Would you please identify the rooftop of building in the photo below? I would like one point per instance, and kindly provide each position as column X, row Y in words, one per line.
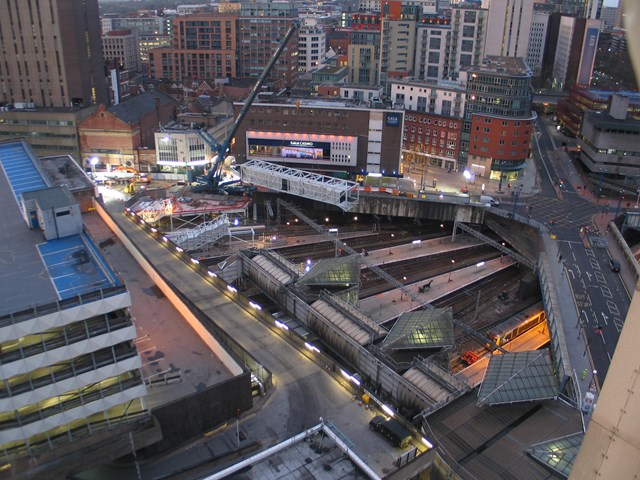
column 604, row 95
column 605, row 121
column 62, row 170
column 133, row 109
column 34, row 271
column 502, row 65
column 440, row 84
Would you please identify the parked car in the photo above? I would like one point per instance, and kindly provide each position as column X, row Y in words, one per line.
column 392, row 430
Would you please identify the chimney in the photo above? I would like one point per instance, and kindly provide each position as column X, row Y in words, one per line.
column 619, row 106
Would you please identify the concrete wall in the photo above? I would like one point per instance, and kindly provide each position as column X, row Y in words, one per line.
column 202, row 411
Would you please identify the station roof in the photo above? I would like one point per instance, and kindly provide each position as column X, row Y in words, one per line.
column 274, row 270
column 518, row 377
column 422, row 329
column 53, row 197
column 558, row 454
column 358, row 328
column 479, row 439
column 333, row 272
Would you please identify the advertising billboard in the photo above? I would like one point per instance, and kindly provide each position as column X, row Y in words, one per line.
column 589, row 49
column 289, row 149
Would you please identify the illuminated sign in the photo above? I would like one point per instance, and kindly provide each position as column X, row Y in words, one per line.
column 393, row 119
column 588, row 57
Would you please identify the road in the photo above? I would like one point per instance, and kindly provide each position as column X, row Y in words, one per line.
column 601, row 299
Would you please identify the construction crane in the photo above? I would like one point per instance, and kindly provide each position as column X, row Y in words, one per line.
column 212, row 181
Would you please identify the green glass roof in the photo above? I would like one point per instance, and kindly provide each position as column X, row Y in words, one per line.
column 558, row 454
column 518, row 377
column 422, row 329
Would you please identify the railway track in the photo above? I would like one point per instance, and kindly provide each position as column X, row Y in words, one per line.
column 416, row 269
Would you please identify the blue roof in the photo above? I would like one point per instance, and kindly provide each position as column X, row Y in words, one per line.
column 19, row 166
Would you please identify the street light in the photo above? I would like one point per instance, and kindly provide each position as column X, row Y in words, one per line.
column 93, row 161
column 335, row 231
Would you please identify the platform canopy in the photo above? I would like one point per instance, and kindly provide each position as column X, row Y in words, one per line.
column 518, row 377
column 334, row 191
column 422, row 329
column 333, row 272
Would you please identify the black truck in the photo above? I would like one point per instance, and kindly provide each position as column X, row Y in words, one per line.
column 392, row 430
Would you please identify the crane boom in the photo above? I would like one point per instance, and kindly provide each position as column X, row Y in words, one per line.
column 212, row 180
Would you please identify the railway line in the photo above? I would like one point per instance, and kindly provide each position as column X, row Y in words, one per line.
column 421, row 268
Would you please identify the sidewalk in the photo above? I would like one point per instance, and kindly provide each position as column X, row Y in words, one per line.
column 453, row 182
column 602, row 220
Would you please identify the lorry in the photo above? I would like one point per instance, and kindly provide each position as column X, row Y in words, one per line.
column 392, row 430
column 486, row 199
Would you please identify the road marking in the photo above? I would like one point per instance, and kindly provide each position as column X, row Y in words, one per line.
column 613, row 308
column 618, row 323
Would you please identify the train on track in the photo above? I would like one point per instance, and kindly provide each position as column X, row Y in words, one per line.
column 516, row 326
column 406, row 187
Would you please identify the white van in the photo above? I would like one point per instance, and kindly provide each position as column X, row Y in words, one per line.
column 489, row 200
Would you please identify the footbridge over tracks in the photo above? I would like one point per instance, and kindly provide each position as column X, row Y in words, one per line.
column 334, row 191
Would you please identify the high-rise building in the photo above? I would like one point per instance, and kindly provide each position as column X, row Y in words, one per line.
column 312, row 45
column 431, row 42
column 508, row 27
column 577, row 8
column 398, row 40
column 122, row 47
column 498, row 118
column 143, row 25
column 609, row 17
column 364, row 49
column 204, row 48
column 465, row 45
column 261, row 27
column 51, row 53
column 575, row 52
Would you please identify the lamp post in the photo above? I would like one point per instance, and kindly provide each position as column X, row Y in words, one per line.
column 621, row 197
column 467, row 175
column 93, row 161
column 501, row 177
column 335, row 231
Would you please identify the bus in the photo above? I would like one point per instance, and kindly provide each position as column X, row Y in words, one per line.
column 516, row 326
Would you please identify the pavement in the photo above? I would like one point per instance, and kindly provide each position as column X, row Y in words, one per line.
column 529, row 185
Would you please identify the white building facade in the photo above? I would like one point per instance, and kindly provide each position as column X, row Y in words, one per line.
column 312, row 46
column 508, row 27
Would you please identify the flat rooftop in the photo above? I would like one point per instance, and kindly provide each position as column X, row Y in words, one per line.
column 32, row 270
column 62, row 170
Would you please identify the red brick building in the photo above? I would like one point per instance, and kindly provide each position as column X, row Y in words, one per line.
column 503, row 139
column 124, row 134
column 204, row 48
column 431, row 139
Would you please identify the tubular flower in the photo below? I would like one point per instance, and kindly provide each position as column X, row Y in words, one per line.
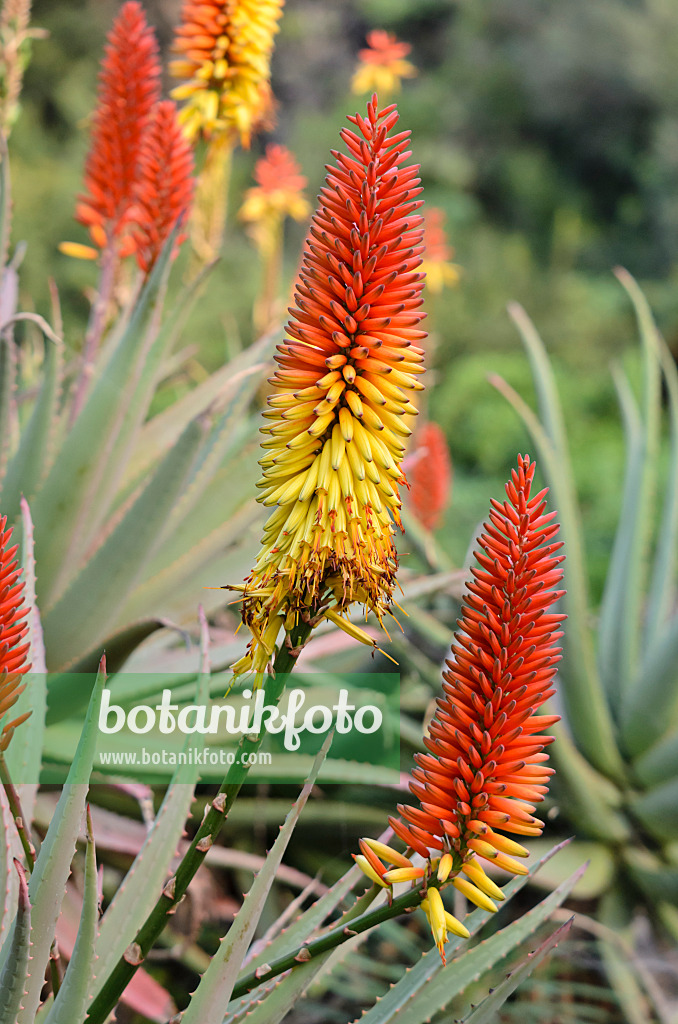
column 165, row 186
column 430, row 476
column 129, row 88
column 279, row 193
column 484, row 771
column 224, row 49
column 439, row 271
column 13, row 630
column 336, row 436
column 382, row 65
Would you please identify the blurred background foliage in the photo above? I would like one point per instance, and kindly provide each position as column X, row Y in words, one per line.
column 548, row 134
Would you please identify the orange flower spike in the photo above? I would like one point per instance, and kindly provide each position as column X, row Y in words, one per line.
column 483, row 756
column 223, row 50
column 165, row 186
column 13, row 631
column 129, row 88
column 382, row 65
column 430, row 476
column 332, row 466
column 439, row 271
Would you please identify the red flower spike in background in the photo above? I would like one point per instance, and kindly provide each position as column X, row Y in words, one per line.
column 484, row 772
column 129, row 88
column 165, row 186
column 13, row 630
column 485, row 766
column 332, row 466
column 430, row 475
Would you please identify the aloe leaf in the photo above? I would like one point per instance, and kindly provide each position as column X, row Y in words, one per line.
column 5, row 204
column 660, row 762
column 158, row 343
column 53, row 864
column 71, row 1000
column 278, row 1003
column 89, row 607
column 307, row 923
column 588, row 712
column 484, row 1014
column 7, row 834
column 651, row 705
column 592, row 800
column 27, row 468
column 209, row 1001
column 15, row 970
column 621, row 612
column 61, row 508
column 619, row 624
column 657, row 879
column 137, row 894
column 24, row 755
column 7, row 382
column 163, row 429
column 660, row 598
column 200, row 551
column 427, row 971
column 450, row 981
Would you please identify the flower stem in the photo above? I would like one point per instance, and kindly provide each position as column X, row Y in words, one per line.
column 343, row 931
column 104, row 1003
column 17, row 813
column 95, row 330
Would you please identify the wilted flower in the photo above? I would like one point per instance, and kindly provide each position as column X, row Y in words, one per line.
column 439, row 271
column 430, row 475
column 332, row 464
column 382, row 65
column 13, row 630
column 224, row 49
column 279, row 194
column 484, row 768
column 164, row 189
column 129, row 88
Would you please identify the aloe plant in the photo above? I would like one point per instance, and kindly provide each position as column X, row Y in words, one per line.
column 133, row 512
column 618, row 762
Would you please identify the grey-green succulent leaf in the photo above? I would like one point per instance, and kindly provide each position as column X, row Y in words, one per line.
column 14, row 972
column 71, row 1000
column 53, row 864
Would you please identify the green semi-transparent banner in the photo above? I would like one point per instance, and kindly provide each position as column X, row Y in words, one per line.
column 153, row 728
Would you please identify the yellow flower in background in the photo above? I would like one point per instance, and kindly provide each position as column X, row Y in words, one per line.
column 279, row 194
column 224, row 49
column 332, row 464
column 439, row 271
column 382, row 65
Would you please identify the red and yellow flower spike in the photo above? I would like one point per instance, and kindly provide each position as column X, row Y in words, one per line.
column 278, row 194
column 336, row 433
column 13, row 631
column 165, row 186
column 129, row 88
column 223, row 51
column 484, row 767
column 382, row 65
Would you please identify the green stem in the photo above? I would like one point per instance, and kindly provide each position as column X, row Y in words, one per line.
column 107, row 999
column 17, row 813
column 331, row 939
::::
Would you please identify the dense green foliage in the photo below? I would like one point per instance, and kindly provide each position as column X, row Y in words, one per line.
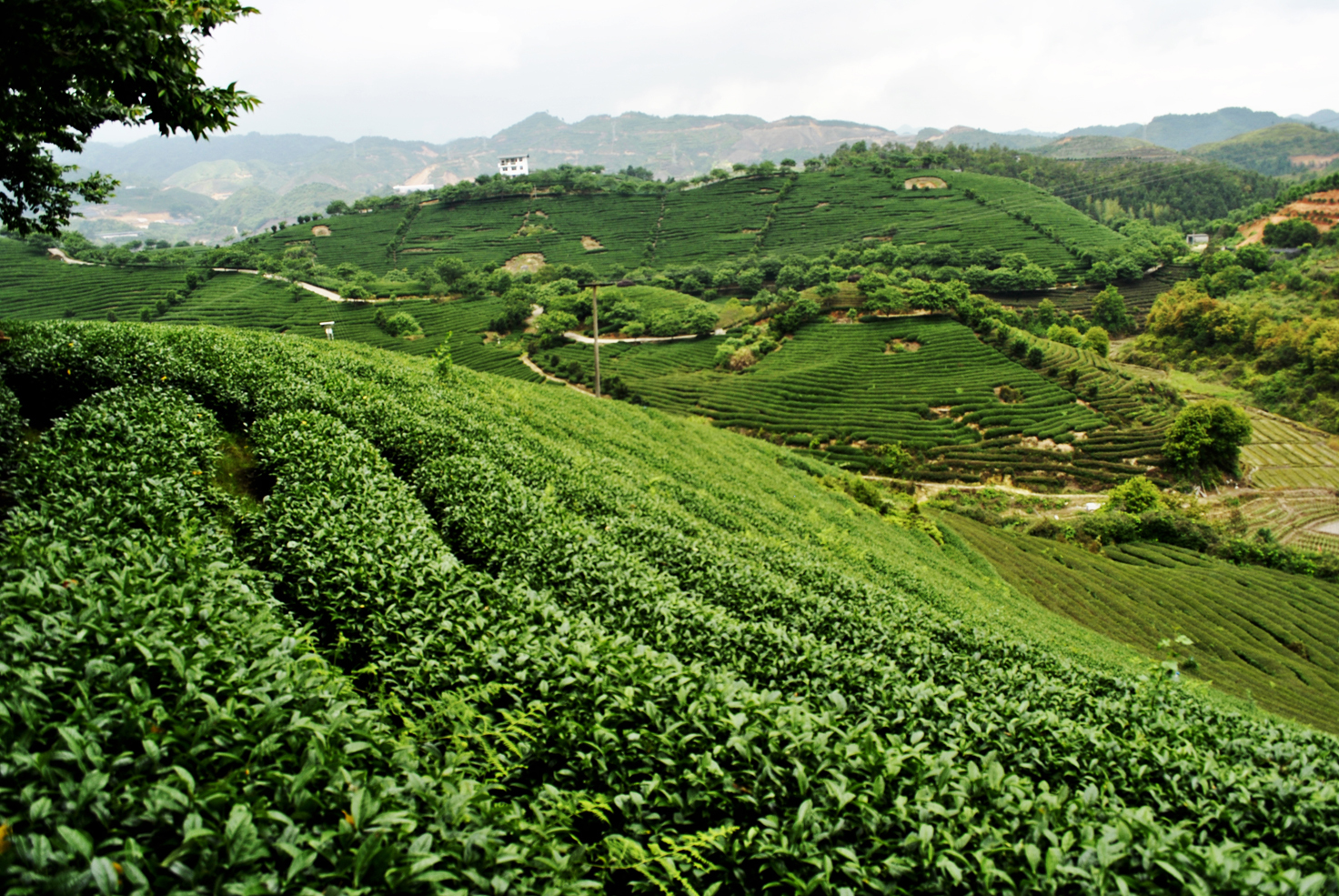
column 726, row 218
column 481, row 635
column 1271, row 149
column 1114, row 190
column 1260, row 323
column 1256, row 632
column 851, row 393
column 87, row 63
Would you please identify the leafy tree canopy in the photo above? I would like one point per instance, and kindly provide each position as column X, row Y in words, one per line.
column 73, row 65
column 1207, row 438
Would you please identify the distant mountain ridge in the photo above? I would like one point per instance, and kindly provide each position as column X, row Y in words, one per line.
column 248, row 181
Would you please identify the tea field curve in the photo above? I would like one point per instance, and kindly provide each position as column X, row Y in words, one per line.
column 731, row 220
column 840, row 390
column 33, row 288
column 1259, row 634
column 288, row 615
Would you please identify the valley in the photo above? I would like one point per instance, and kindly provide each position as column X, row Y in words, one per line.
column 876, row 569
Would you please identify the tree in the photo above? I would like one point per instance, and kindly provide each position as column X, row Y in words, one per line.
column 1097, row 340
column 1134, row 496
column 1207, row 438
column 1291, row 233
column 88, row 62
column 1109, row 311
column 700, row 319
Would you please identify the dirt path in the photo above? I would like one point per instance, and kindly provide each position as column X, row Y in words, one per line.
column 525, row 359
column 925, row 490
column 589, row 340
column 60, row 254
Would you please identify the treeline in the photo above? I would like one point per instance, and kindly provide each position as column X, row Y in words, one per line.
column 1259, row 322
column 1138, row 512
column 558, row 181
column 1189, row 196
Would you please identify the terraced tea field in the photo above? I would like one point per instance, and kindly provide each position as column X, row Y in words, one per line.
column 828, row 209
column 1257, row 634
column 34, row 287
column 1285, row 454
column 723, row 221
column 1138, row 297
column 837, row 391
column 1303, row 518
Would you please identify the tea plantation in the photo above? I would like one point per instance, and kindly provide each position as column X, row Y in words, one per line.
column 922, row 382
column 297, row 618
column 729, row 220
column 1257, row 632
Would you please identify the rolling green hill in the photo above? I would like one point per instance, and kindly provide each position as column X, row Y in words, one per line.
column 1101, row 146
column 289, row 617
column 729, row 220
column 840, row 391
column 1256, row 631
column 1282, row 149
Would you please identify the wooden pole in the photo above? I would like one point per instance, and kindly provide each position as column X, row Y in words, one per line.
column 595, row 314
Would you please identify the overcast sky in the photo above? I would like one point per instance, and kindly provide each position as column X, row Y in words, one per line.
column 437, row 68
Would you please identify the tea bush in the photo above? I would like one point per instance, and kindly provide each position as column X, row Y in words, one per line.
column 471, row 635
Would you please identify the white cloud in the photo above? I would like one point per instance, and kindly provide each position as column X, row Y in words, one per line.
::::
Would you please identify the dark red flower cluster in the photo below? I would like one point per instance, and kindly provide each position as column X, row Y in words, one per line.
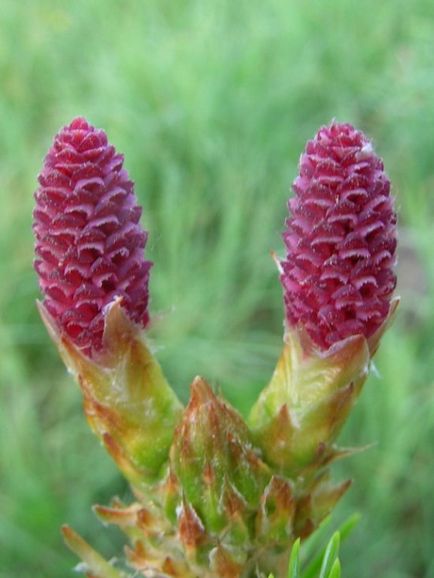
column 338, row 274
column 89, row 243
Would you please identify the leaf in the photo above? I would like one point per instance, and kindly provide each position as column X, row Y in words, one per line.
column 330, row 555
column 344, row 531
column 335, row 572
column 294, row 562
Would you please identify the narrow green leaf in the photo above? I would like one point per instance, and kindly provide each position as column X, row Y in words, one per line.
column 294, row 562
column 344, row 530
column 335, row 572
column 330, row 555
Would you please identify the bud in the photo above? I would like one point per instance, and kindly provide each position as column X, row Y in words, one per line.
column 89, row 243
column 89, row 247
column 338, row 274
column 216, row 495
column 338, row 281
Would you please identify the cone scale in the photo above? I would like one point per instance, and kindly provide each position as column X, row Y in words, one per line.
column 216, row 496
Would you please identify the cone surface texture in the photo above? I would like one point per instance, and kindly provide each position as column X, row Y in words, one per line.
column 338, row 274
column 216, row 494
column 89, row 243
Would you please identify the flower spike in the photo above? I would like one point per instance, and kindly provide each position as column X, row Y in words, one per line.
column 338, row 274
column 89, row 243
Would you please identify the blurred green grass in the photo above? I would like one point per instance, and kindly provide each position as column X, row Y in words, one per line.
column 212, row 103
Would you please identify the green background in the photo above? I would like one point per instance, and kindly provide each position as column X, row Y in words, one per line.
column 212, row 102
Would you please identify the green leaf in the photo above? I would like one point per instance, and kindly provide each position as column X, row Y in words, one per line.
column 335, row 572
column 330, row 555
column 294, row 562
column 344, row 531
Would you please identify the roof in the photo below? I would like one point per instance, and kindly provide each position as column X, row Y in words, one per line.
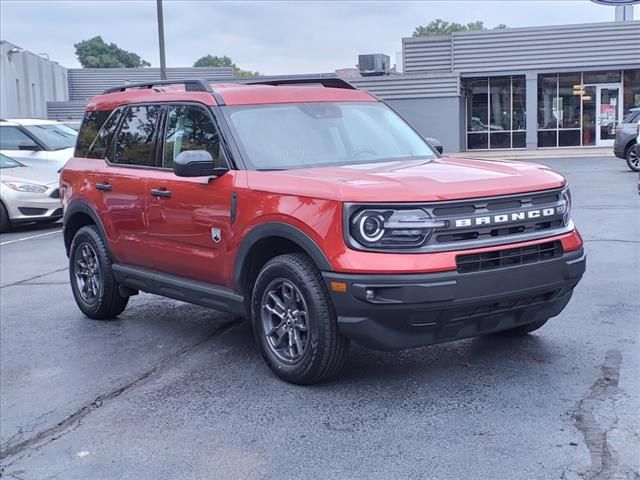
::::
Goal: Starting with the line containing "Would you please identify the red flower" and going on through the line containing "column 450, row 981", give that material again with "aloe leaf" renamed to "succulent leaf" and everything else unchanged.

Solution for this exercise:
Would you please identify the red flower spike in background in the photo above? I would like one point per instance, and kindly provide each position as column X, row Y in words, one per line.
column 484, row 772
column 129, row 88
column 165, row 186
column 13, row 630
column 485, row 766
column 332, row 466
column 430, row 475
Would you please identify the succulent leaf in the photo above? I would like one point per instance, and kindly provide each position as column X, row Y in words, one per line.
column 5, row 204
column 660, row 762
column 158, row 343
column 53, row 864
column 71, row 1000
column 278, row 1003
column 89, row 607
column 307, row 923
column 588, row 712
column 484, row 1014
column 7, row 834
column 651, row 705
column 592, row 800
column 27, row 468
column 209, row 1001
column 15, row 970
column 621, row 612
column 61, row 508
column 619, row 624
column 657, row 879
column 137, row 894
column 24, row 755
column 7, row 382
column 163, row 429
column 660, row 598
column 200, row 551
column 427, row 971
column 450, row 981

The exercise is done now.